REQUIRED WORK ▸
A verbatim copy of the data is wanted, minus any picture in it.

DATA FOR REVIEW ▸
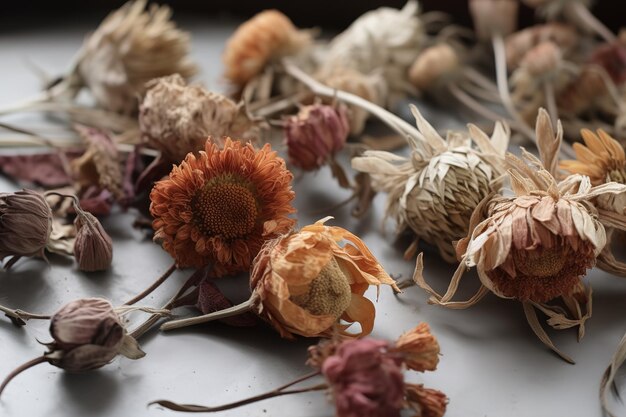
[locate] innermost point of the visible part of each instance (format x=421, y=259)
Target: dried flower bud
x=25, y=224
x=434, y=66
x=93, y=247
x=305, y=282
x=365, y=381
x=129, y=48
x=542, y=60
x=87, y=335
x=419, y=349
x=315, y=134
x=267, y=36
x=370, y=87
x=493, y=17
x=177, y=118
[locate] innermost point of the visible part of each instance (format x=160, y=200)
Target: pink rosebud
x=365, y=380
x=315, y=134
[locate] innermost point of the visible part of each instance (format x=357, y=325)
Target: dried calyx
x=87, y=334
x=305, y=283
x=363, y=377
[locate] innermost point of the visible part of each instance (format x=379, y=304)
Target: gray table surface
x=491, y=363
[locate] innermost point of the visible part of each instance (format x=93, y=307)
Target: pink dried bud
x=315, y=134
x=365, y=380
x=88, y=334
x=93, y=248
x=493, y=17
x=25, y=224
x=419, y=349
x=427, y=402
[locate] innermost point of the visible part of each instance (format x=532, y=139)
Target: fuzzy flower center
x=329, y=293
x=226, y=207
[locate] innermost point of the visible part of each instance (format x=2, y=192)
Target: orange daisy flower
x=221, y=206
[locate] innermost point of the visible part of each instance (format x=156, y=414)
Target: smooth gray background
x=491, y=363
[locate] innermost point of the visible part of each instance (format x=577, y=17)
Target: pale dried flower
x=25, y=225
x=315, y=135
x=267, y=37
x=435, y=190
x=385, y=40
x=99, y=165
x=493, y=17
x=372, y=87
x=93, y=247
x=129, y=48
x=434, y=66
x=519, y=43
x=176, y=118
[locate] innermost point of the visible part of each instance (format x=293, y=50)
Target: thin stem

TASK ANSWER ▸
[locate] innermost point of the visible part of each instance (format x=421, y=259)
Target: dried flower bud
x=25, y=224
x=434, y=66
x=93, y=247
x=305, y=282
x=365, y=381
x=129, y=48
x=542, y=60
x=87, y=335
x=419, y=349
x=315, y=134
x=267, y=36
x=370, y=87
x=493, y=17
x=177, y=118
[locate] innermost point of the visible part of each instance (format x=160, y=200)
Target: pink rosebud
x=365, y=380
x=315, y=134
[locate] innermost point of the visible part of each instance (format x=357, y=325)
Target: dried calyx
x=87, y=334
x=305, y=283
x=363, y=377
[locate] innermost point of the visible part of each instance (format x=379, y=304)
Target: gray table surface
x=491, y=363
[locate] innermost point of the visible part of each instance (format x=93, y=307)
Target: pink dried bud
x=315, y=134
x=365, y=380
x=88, y=334
x=93, y=248
x=493, y=17
x=25, y=224
x=419, y=349
x=427, y=402
[locate] innermost point of the visible part of each instance (format x=532, y=139)
Target: fuzzy flower center
x=329, y=293
x=226, y=207
[locate] innermost point of the visible part of each instance (format x=2, y=192)
Target: orange daisy flower
x=221, y=206
[locate] innermost point of the visible part of each instance (format x=156, y=414)
Target: smooth gray background
x=491, y=363
[locate] innermost point of the visible part of each instance (format x=577, y=17)
Target: pale dried flower
x=25, y=225
x=315, y=135
x=267, y=37
x=435, y=190
x=385, y=40
x=99, y=165
x=493, y=17
x=372, y=87
x=93, y=247
x=129, y=48
x=434, y=66
x=519, y=43
x=176, y=118
[locate] innermost point of the visible part of each instance (format x=293, y=50)
Target: thin stem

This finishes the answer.